From the records below, copy out unchanged the lines from the one containing "around the temple" up to and including the one containing "73,303,229,332".

- **RAW RECORDS**:
━━━━━━

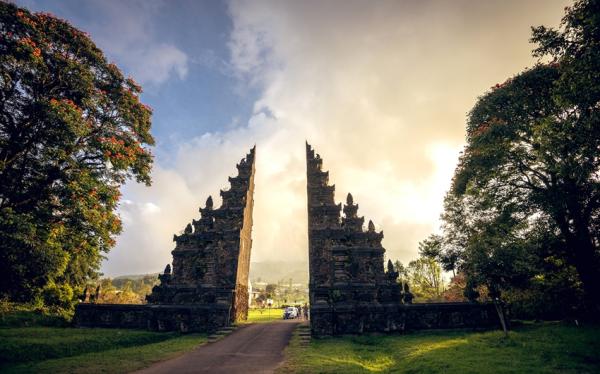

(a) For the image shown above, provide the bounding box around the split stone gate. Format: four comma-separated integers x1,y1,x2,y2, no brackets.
74,143,500,336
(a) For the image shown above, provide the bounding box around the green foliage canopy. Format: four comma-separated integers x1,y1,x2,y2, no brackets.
0,2,154,302
444,0,600,310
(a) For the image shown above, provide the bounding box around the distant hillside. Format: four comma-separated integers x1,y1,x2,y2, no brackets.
107,261,308,283
250,261,308,283
113,273,159,280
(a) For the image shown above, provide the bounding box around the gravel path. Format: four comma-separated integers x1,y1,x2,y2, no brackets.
136,320,299,374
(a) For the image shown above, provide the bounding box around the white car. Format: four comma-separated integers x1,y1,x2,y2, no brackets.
283,306,298,319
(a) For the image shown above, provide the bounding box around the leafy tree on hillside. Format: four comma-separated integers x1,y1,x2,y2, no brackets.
444,0,600,312
0,2,154,301
407,256,444,301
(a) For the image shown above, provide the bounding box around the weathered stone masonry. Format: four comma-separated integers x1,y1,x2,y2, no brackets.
306,143,499,336
75,148,255,331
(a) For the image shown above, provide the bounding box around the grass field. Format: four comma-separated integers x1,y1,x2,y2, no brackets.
246,308,283,323
0,327,206,374
278,323,600,374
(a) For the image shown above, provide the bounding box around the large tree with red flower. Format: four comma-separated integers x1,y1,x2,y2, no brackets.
0,2,154,306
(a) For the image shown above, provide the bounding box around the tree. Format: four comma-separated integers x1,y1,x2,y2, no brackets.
448,0,600,312
419,234,460,276
0,2,154,301
407,257,444,301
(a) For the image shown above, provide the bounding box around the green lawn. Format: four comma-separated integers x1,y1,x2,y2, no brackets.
279,323,600,374
0,327,206,373
246,308,283,323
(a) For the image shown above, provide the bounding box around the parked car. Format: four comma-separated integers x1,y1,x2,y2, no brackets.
283,306,298,319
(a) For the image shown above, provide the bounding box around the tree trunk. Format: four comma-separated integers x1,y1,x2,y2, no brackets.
567,234,600,319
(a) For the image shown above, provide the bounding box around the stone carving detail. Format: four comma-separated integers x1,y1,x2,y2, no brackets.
306,143,402,335
147,148,255,329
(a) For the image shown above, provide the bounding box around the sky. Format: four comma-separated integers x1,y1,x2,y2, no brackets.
16,0,570,276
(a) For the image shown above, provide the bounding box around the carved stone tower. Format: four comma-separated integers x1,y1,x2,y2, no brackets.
147,147,256,325
306,143,401,335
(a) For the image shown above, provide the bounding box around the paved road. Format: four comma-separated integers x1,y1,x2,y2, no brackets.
136,320,299,374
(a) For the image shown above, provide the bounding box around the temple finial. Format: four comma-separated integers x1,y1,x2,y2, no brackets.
346,193,354,205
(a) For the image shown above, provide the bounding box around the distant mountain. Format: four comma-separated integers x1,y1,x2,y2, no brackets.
112,273,159,280
250,261,308,284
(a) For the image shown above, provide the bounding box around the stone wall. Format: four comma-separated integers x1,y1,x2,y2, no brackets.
311,303,501,337
73,303,229,332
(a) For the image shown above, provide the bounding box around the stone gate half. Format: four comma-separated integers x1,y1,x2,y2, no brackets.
75,147,256,331
306,143,500,336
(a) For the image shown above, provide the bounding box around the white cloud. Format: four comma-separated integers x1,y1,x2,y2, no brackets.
101,1,564,272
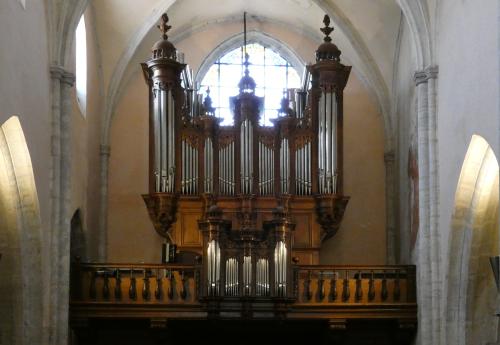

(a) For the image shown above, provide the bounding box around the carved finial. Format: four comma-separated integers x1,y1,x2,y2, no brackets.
203,87,215,115
320,14,333,42
158,13,172,40
243,52,250,76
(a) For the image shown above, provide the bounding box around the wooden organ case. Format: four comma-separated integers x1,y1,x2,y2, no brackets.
70,14,416,344
142,13,351,270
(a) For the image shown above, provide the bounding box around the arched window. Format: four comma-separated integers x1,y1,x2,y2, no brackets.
75,15,87,116
201,43,300,126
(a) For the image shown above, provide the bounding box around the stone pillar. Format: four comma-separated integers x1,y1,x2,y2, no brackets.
46,66,75,344
415,66,442,345
384,151,399,265
97,144,111,262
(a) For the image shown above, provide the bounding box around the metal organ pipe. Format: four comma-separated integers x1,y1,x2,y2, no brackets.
240,119,253,194
318,92,337,194
243,256,252,295
274,241,287,296
153,88,161,192
207,240,220,296
255,258,269,296
204,138,213,193
225,258,239,296
280,138,290,193
160,90,170,192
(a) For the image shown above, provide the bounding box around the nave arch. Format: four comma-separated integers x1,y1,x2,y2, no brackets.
0,116,43,344
446,135,500,345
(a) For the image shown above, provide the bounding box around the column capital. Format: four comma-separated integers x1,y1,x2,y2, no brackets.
99,144,111,156
50,65,75,86
384,150,396,164
413,66,439,85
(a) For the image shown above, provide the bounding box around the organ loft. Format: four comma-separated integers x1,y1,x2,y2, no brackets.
70,14,417,344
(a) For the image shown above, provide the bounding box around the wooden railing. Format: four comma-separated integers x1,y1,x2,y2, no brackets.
71,263,198,305
70,263,417,327
295,265,416,304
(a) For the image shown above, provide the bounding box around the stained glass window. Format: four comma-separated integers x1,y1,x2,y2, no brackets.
200,43,300,126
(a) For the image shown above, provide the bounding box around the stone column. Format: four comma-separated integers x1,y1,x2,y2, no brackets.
97,144,111,262
46,65,75,344
415,66,442,345
384,151,399,265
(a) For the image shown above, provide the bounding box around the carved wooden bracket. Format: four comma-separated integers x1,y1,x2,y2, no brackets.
142,193,178,241
315,194,349,241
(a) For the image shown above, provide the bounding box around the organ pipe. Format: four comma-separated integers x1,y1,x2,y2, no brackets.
274,240,287,296
240,119,253,194
207,240,220,296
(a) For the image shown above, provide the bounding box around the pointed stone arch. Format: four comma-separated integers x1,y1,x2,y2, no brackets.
0,116,44,344
446,135,500,345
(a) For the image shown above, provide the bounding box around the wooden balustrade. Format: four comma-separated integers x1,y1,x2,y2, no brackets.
70,263,417,327
71,263,199,305
294,265,416,305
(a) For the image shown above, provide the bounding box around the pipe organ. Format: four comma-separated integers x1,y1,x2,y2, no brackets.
70,15,417,338
142,15,350,298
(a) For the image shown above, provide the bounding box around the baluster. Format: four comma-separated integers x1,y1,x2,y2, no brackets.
355,271,363,301
368,271,375,301
155,270,162,300
89,271,97,299
102,272,109,299
380,271,388,301
194,269,201,299
393,270,401,301
330,272,337,301
167,270,174,300
128,270,137,300
318,271,325,301
304,271,312,301
292,264,299,298
115,269,122,300
342,271,351,302
180,271,187,300
142,270,151,301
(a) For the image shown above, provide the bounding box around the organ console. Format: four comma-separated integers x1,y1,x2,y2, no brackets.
71,14,416,344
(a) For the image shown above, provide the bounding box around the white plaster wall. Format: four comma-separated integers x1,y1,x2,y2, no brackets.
69,7,104,259
0,0,51,344
0,0,51,239
435,0,500,288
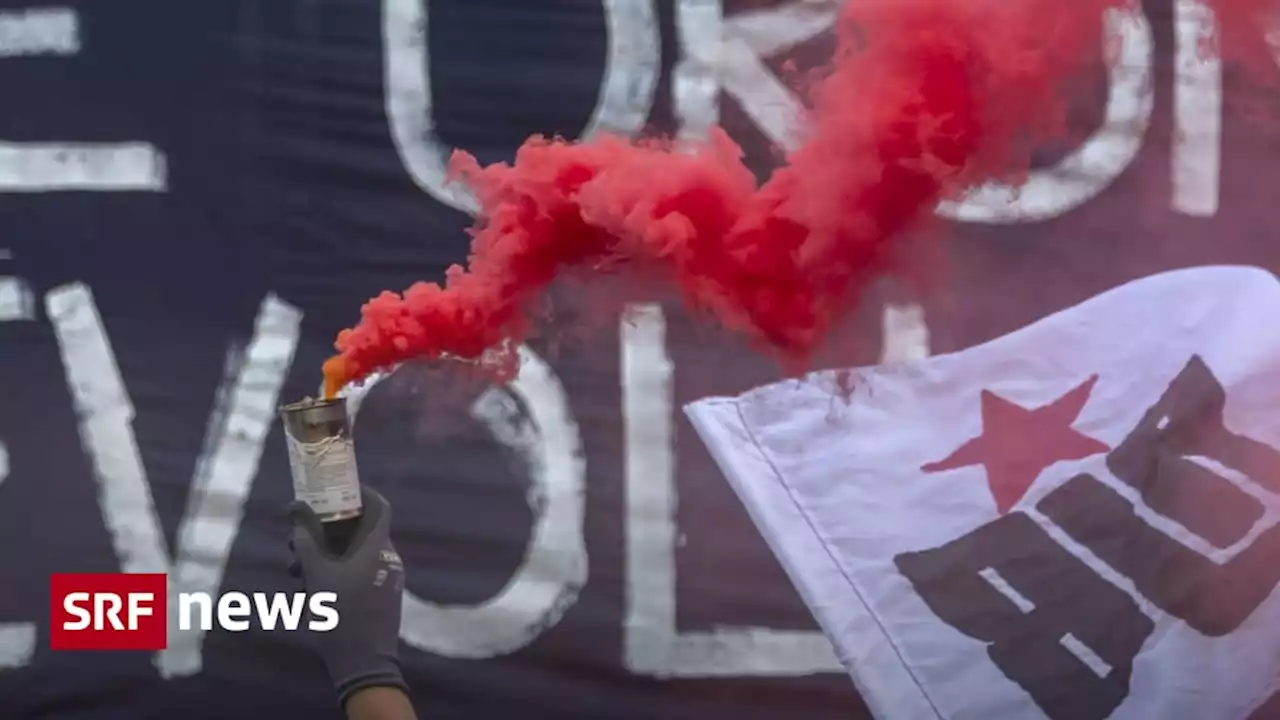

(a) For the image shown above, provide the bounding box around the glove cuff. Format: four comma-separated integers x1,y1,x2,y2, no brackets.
335,664,410,708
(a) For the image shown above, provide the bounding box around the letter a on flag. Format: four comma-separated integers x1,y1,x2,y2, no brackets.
686,268,1280,720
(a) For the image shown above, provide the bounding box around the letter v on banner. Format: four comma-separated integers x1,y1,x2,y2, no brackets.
621,305,842,678
0,270,36,669
45,283,302,678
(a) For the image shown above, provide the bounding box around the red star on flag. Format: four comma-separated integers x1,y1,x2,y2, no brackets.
920,375,1111,515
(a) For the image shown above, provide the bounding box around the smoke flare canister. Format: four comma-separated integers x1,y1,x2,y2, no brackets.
280,397,362,552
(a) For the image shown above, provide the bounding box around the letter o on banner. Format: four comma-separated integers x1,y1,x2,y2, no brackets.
938,4,1153,224
335,346,588,660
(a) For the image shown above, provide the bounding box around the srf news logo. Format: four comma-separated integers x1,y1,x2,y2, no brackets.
49,573,338,651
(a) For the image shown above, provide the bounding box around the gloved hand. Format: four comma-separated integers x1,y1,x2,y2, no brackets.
289,487,408,706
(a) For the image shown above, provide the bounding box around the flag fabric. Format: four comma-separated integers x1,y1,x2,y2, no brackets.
686,266,1280,720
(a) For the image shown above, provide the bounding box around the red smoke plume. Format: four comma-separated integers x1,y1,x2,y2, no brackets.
324,0,1270,393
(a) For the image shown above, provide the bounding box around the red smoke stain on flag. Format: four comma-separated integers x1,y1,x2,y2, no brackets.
920,375,1111,515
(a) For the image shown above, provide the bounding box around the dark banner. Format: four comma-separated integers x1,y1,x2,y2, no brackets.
0,0,1276,720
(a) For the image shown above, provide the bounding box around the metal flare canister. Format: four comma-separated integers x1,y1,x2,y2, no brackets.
280,397,361,523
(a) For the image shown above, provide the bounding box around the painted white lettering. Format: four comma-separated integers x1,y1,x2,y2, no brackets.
938,5,1153,224
45,283,302,676
621,305,841,678
0,269,36,670
1172,0,1222,218
383,0,662,214
0,8,168,192
347,347,588,659
0,8,81,58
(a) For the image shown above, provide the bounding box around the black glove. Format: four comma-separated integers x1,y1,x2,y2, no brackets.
289,488,408,706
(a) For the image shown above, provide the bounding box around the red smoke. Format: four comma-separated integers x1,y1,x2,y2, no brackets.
317,0,1270,393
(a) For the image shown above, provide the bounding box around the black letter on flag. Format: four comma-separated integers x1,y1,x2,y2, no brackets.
895,512,1153,720
1107,356,1280,547
1036,475,1280,637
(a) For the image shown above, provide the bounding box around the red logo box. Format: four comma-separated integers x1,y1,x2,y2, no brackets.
49,573,169,650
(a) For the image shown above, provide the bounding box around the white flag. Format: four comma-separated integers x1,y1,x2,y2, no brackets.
686,268,1280,720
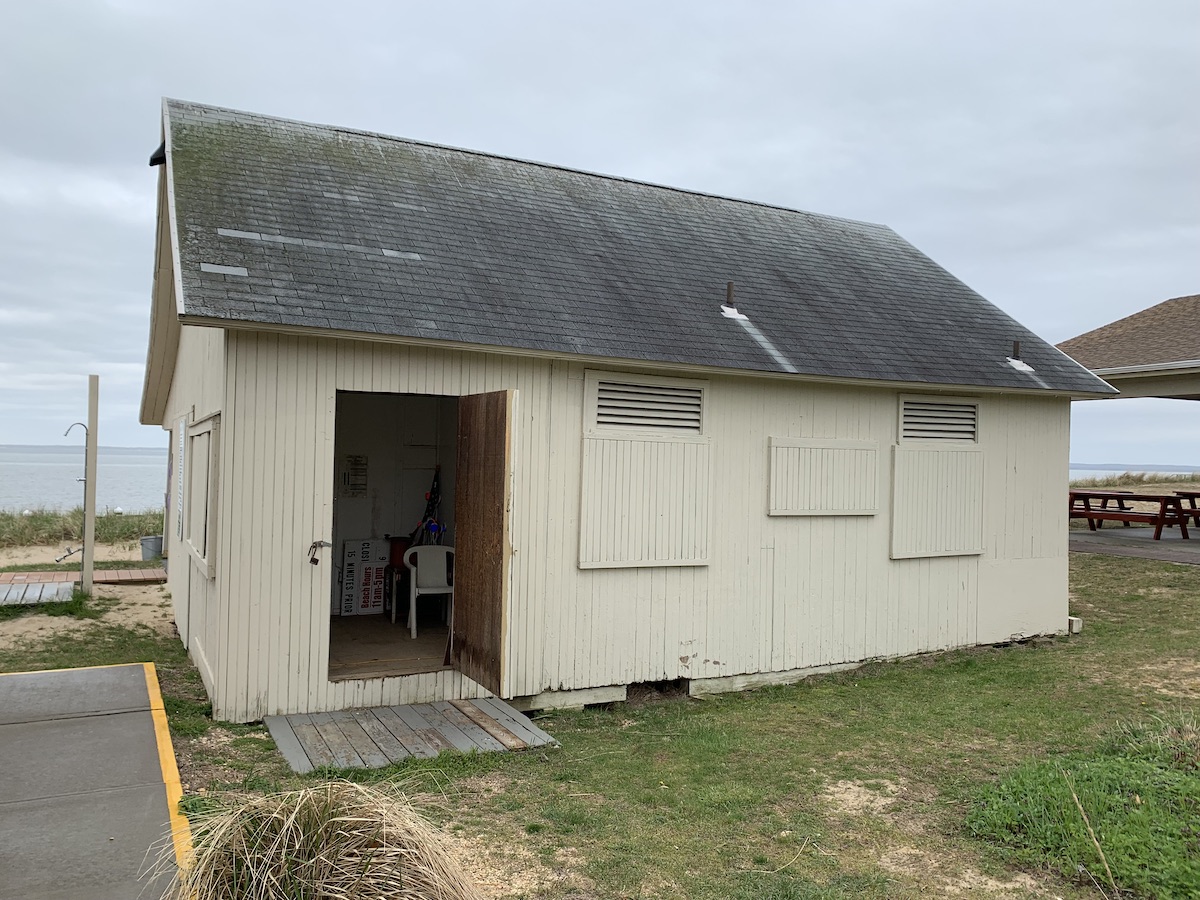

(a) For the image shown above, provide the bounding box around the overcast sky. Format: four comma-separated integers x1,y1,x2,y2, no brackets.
0,0,1200,468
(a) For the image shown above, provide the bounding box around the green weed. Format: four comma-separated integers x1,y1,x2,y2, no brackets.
967,714,1200,898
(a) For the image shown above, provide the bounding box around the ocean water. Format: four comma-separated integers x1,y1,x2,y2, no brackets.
0,444,167,512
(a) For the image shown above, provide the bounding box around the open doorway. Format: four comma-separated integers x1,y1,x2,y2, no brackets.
329,391,458,680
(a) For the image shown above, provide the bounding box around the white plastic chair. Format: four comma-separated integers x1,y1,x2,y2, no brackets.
405,544,454,640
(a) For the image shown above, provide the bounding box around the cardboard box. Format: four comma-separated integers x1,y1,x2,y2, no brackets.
341,538,391,616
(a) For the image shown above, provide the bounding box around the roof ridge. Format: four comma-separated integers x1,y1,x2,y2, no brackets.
163,97,895,234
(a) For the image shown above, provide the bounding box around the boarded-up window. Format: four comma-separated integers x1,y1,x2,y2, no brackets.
892,446,983,559
900,397,979,443
767,438,880,516
580,372,712,569
184,416,221,578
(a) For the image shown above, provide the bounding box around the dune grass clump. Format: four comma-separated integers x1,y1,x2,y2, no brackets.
1070,472,1200,488
0,508,163,548
167,781,480,900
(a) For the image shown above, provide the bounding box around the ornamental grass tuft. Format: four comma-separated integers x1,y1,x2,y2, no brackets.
161,781,480,900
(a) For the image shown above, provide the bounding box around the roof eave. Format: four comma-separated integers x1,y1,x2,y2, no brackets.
1091,359,1200,378
179,313,1117,400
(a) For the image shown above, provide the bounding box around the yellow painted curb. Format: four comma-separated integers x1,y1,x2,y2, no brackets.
0,662,146,678
142,662,192,869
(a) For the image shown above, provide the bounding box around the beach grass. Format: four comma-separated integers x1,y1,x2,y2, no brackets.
1070,472,1200,487
0,506,163,548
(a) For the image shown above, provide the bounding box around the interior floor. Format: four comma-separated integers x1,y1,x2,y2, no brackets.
329,601,450,682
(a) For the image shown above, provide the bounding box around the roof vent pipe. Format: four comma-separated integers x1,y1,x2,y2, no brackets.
721,281,746,320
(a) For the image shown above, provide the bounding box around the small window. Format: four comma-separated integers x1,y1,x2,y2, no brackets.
900,397,979,444
184,415,221,578
589,373,704,434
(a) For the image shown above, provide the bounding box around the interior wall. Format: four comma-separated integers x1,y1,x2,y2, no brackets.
334,391,458,592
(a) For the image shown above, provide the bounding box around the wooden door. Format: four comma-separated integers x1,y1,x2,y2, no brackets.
450,391,514,696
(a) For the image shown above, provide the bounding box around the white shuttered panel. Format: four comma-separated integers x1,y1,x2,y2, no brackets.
767,437,880,516
892,446,984,559
580,437,712,569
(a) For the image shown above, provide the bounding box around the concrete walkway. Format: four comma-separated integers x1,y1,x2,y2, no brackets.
0,662,190,900
1068,523,1200,565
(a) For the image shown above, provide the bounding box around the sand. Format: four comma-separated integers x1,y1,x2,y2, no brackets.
0,584,175,650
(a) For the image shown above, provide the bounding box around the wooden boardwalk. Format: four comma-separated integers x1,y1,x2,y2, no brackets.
263,698,558,773
0,568,167,587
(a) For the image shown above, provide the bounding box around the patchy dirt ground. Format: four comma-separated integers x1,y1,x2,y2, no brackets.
823,779,1075,900
0,544,142,566
432,774,595,900
0,584,175,649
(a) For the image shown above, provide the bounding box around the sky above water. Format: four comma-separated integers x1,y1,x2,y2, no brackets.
0,0,1200,464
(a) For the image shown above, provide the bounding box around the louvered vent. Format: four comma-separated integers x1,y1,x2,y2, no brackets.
596,382,704,434
900,400,979,442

━━━━━━

- **COMPLETE RESPONSE**:
(a) For the image shown above, provide the bounding box around the temple finial. Format: four comma-separated integers x1,y1,x2,y2, no brackets.
346,193,354,205
(a) For the image shown above, provide the bounding box around the distant mountain. Format: four comma-separated integers x1,y1,x2,y2, no brackets.
112,273,159,280
250,261,308,284
(a) For the image shown above, provide the bounding box around the stone wall. Format: four comma-separated integers x1,y1,x2,y2, no brackets.
311,303,501,337
73,303,229,332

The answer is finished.